WHAT THIS TASK INVOLVES =
Start at the line in the entries below that contains "Target: platform sandal", stop at the line that contains "Objective — one point per instance of the woman's right", and output exactly the lines in that span, both ends included.

RECORDS TO PROCESS =
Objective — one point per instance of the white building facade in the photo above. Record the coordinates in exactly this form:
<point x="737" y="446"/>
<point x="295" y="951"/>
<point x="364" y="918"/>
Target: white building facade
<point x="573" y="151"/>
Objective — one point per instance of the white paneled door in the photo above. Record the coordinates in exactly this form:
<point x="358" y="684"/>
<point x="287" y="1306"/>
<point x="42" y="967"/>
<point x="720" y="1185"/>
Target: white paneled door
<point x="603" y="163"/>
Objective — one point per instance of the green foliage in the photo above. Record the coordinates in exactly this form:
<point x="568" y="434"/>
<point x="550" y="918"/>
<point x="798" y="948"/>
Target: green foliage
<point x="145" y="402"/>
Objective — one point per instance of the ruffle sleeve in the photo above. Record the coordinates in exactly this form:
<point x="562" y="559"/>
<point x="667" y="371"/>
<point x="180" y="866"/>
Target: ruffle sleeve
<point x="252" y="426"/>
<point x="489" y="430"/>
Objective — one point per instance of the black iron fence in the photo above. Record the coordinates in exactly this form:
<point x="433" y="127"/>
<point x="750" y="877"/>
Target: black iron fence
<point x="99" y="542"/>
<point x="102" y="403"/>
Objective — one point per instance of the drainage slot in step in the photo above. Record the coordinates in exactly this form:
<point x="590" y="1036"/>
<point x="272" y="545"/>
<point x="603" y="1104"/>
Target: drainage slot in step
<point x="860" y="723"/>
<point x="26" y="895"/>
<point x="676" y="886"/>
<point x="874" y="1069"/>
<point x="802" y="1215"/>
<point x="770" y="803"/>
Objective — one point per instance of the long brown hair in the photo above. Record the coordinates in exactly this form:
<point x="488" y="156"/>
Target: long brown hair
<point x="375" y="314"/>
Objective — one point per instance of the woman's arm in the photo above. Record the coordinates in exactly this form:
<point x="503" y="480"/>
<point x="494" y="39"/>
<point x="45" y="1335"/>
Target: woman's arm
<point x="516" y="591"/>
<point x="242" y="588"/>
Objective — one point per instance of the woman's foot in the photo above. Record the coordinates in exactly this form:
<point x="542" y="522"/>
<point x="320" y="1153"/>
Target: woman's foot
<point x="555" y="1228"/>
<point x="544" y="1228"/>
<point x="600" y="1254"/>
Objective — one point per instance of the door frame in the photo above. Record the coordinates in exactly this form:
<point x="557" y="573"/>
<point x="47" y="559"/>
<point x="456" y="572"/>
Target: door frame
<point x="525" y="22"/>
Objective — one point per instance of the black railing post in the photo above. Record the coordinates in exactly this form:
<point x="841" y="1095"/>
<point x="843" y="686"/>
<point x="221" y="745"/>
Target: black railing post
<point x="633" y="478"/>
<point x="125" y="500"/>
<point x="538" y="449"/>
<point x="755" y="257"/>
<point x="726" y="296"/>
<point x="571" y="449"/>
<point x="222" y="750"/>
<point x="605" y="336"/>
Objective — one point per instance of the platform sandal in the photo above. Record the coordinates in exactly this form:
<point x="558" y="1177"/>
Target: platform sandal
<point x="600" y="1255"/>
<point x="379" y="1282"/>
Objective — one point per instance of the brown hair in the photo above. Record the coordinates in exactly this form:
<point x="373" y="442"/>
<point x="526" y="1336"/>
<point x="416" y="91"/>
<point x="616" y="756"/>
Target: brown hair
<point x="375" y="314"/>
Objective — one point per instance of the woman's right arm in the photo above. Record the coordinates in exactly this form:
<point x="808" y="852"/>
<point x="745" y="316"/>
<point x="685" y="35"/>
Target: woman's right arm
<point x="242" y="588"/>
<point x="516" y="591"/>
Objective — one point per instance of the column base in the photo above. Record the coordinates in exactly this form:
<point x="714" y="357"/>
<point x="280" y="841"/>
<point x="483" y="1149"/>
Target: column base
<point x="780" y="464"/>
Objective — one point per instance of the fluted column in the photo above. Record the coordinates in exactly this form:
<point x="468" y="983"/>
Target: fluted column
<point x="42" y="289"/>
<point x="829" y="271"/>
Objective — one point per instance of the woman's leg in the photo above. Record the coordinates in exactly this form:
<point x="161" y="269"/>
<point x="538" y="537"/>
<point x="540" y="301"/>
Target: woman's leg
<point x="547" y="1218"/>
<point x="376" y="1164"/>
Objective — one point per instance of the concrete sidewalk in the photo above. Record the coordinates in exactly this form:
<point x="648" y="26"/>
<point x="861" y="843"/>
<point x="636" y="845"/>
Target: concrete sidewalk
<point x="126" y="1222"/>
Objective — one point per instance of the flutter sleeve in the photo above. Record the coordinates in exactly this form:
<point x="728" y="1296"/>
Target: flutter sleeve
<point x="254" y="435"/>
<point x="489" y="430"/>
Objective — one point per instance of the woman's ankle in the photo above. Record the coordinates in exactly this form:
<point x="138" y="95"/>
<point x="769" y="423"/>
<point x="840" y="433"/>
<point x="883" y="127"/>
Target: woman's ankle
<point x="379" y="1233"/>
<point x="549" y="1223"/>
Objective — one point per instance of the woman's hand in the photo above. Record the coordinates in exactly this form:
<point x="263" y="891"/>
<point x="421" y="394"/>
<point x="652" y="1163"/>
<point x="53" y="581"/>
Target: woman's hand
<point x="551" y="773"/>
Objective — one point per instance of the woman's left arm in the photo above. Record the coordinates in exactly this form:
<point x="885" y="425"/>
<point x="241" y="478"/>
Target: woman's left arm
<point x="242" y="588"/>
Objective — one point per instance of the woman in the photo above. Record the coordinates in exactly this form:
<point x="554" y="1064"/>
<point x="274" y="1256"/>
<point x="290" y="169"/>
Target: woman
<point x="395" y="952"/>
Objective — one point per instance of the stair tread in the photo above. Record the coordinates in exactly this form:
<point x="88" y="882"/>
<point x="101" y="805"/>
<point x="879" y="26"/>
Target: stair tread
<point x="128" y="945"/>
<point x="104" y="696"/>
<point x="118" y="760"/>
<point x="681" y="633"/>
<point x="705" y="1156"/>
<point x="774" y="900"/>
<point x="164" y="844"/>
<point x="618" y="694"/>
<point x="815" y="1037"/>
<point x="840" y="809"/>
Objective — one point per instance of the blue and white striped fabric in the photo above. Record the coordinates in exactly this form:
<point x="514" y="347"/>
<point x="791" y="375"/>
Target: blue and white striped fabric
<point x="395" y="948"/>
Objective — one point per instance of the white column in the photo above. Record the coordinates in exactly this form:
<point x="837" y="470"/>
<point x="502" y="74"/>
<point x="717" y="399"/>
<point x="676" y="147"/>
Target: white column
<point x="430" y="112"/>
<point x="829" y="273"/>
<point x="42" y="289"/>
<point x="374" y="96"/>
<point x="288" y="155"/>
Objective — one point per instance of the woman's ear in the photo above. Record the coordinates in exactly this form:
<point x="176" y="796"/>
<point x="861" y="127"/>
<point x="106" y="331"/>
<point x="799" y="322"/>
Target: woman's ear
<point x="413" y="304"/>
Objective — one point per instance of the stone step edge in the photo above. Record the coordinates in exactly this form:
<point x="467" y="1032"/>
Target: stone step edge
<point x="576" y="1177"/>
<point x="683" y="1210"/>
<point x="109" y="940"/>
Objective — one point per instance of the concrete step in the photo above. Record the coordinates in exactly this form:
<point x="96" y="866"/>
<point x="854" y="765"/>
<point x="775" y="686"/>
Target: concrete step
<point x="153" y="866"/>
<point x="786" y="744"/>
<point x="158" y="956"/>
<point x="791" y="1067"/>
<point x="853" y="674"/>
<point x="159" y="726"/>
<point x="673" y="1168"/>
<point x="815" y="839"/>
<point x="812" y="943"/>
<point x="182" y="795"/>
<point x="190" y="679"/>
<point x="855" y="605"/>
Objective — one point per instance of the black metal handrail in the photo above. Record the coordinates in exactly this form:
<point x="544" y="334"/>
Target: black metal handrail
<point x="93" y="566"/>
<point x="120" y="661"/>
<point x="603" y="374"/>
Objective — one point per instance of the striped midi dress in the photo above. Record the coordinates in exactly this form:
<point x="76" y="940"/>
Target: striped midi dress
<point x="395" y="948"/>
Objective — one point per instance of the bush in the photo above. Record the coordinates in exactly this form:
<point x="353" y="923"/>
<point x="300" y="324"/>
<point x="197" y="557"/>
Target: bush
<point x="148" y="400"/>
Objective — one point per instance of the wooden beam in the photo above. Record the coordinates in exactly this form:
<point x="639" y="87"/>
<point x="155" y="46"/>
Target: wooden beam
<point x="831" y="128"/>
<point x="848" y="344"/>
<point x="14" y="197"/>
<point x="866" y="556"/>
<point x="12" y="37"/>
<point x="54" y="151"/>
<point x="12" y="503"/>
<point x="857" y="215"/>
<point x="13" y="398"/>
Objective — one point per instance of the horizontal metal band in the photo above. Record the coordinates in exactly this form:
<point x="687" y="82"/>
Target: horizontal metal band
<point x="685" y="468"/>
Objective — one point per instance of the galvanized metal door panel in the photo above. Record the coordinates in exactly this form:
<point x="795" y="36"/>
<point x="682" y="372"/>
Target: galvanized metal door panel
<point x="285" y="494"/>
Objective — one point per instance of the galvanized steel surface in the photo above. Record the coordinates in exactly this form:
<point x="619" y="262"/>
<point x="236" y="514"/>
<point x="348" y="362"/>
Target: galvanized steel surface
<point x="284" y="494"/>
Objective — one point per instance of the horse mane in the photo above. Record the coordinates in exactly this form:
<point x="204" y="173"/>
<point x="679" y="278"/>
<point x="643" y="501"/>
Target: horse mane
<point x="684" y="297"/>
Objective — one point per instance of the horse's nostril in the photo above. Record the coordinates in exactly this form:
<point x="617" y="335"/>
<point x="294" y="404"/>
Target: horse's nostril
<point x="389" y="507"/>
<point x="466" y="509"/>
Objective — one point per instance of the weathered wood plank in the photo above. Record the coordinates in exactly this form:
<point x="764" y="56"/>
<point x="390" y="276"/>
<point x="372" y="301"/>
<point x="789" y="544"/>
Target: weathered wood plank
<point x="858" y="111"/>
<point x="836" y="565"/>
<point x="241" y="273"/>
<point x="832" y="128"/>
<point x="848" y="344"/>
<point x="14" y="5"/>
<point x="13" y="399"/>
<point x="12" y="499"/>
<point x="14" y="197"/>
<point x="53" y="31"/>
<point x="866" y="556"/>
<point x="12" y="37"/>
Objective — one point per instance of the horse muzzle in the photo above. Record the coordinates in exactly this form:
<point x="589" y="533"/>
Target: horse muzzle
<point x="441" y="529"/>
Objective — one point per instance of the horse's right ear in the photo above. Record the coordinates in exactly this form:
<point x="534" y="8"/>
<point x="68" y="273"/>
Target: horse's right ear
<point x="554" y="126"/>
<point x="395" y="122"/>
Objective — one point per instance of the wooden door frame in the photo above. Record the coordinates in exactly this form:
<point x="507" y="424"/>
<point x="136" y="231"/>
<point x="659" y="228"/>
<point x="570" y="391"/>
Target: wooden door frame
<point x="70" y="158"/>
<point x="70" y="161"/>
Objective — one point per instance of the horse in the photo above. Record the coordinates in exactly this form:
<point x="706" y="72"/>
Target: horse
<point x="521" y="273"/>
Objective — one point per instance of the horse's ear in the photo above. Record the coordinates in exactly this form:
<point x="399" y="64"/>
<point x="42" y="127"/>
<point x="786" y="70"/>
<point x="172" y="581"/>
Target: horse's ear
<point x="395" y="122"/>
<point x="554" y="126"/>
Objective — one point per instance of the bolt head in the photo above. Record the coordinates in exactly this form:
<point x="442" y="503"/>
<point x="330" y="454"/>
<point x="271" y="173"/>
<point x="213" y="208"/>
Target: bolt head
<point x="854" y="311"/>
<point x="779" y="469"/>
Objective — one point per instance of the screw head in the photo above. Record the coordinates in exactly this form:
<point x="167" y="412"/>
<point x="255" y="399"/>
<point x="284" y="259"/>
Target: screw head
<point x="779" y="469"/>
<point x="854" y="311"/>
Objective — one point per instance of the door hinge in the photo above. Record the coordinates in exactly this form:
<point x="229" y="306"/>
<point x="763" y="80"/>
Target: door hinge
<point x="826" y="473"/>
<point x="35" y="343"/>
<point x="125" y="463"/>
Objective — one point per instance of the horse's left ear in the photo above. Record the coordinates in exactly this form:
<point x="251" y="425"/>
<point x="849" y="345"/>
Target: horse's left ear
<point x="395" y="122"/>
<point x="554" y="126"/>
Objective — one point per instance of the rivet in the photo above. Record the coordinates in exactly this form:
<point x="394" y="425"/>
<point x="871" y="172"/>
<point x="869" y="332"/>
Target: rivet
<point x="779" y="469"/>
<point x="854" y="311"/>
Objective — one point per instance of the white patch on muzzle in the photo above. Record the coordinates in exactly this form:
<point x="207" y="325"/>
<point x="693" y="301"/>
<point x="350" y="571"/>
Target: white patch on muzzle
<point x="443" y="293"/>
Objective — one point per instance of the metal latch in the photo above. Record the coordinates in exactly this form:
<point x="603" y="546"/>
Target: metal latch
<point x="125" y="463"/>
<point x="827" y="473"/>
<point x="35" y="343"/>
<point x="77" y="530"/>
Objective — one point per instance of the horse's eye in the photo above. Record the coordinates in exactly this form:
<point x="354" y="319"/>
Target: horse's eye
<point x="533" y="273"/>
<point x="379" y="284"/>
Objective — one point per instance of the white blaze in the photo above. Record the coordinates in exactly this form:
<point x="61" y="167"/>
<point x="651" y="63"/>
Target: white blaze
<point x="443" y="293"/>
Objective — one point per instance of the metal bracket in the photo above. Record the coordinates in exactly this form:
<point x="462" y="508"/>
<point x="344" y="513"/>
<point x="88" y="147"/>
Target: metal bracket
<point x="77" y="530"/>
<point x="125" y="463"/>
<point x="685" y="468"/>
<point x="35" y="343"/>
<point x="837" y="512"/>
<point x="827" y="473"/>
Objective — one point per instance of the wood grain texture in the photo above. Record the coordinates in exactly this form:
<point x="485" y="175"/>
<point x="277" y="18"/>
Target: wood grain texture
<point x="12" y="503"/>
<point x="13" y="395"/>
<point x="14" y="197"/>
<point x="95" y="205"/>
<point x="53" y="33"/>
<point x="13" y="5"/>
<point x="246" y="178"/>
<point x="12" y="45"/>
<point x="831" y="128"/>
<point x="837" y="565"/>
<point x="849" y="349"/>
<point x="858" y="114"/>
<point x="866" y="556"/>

EXERCISE RESPONSE =
Target: platform sandal
<point x="600" y="1255"/>
<point x="379" y="1282"/>
Objective — one point per instance of the brown hair in the photo above. Record the coordinates in exactly this form:
<point x="373" y="442"/>
<point x="526" y="1336"/>
<point x="416" y="91"/>
<point x="616" y="756"/>
Target: brown hair
<point x="375" y="314"/>
Objective — one point per instance of the woman's right arm in the photo above. Record the coordinates in exactly this form:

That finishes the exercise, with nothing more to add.